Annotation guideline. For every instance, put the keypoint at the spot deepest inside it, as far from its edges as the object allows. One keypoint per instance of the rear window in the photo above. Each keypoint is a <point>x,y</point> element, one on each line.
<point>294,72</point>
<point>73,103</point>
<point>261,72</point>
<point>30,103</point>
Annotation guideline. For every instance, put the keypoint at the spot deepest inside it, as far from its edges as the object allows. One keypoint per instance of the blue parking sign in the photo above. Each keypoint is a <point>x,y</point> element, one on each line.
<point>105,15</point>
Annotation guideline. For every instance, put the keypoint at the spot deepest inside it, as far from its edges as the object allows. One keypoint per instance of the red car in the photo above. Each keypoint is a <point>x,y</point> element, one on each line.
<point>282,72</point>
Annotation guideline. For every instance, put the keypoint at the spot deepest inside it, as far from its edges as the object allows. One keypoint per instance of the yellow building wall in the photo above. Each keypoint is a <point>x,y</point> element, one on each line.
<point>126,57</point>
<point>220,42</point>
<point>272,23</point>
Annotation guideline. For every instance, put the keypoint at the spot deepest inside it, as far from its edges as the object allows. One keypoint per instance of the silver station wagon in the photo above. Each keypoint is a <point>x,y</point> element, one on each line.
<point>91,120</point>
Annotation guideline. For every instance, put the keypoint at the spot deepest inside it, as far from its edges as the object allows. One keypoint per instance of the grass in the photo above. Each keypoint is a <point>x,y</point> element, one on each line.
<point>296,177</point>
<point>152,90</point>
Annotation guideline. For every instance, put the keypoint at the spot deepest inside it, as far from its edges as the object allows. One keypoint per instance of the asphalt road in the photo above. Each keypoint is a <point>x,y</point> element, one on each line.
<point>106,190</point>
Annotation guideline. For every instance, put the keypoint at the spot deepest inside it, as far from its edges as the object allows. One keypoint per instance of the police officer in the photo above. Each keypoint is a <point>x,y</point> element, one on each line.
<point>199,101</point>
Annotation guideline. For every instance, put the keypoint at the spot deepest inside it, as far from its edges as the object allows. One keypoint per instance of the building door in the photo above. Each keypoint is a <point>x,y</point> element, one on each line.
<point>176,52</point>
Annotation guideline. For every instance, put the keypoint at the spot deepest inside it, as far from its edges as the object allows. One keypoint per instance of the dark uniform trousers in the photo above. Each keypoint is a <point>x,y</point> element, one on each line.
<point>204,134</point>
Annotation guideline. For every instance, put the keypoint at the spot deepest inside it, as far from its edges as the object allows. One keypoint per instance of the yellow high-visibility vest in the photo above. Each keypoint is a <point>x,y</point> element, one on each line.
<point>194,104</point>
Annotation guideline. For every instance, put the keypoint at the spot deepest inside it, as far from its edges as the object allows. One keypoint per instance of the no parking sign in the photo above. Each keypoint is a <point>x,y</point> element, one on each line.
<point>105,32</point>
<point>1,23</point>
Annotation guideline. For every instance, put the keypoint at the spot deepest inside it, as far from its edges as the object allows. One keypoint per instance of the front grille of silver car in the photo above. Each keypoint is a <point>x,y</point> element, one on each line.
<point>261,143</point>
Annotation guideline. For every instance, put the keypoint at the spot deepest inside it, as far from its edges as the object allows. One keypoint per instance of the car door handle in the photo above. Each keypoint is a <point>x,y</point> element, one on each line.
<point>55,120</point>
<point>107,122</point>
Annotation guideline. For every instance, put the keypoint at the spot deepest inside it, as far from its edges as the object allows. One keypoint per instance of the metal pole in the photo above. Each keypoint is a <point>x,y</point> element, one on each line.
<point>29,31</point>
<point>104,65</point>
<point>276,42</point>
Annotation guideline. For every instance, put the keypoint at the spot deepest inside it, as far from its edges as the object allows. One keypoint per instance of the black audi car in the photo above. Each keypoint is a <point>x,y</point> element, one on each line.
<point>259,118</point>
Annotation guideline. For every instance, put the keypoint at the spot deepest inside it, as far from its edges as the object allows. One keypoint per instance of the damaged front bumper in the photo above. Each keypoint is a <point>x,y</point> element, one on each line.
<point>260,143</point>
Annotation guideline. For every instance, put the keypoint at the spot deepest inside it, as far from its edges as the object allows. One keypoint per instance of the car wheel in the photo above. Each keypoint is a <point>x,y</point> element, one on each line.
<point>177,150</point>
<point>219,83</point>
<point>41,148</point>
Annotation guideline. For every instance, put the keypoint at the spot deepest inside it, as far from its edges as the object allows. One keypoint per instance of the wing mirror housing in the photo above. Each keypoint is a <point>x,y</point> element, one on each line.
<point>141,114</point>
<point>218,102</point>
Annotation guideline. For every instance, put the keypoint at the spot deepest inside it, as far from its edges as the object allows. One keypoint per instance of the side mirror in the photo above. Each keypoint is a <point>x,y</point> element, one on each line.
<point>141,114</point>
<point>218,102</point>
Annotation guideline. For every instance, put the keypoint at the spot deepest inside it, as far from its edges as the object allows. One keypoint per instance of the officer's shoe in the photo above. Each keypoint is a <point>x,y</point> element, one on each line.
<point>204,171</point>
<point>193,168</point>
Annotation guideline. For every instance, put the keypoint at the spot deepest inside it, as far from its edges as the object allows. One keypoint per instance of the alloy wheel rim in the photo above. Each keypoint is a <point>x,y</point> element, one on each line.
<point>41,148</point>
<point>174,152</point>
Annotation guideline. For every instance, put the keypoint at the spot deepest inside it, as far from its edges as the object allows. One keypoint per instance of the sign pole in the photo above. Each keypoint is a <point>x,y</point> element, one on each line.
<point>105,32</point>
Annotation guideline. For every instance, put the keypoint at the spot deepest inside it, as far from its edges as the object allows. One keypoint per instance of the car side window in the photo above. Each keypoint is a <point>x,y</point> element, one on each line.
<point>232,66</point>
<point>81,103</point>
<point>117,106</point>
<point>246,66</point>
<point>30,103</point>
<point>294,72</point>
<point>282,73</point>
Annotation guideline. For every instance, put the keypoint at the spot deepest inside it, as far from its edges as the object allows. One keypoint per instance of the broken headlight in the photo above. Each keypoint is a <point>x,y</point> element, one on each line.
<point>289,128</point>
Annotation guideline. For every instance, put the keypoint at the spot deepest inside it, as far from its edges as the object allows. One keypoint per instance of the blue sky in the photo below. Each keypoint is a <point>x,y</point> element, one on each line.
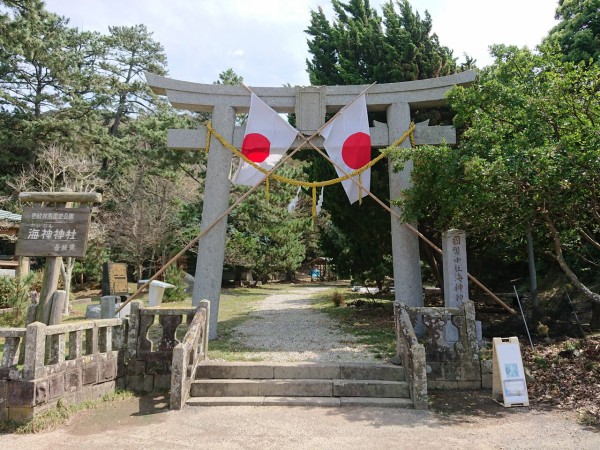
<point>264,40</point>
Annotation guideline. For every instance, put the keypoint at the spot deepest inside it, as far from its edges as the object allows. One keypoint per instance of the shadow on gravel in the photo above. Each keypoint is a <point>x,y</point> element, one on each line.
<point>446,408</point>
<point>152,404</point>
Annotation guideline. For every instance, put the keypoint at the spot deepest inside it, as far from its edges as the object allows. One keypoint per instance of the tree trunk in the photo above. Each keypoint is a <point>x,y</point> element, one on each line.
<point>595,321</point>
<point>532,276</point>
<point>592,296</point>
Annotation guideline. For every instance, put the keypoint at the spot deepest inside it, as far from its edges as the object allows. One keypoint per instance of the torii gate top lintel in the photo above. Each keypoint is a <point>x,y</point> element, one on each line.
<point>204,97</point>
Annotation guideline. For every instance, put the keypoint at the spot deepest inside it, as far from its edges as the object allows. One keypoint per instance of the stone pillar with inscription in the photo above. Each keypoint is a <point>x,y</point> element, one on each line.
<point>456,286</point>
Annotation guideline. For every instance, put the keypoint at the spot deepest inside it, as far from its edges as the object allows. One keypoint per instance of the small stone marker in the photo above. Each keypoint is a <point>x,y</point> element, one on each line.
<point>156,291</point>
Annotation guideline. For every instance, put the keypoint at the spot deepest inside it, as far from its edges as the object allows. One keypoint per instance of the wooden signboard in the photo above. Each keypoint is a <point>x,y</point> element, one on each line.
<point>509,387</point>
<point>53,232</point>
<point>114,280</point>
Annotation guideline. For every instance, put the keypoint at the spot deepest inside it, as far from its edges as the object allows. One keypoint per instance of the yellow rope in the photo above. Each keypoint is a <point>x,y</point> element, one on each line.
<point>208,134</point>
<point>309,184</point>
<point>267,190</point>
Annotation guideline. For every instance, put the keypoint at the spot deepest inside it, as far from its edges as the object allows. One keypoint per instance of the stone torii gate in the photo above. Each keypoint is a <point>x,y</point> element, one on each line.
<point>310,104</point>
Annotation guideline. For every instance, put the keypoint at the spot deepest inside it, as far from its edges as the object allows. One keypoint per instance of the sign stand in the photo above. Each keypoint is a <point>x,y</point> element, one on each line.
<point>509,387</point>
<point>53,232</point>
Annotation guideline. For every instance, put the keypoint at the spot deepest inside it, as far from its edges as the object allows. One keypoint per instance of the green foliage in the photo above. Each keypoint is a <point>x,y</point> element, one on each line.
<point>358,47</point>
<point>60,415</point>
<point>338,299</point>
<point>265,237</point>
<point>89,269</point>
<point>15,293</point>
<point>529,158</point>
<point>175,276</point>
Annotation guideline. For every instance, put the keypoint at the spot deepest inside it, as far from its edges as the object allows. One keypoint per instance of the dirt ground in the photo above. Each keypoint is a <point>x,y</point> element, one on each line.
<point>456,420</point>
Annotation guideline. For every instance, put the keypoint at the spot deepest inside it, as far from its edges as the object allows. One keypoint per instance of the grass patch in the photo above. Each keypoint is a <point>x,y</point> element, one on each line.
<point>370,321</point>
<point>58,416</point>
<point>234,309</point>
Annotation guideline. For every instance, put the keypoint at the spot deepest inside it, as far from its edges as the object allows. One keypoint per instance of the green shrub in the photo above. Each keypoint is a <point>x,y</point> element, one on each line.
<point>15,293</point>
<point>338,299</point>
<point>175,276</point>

To do: Can you copy out, character for character, the lines of the records above, starting at the line that contains "of the black" and ending at the line that contains "<point>259,118</point>"?

Complete response:
Annotation guideline. For every instance, put the keypoint at the spot deepest inside it, as far from its edges as the object allows. One keypoint per instance of the black audi car in the photo above. Each keypoint is a <point>x,y</point> element, one on each line.
<point>259,118</point>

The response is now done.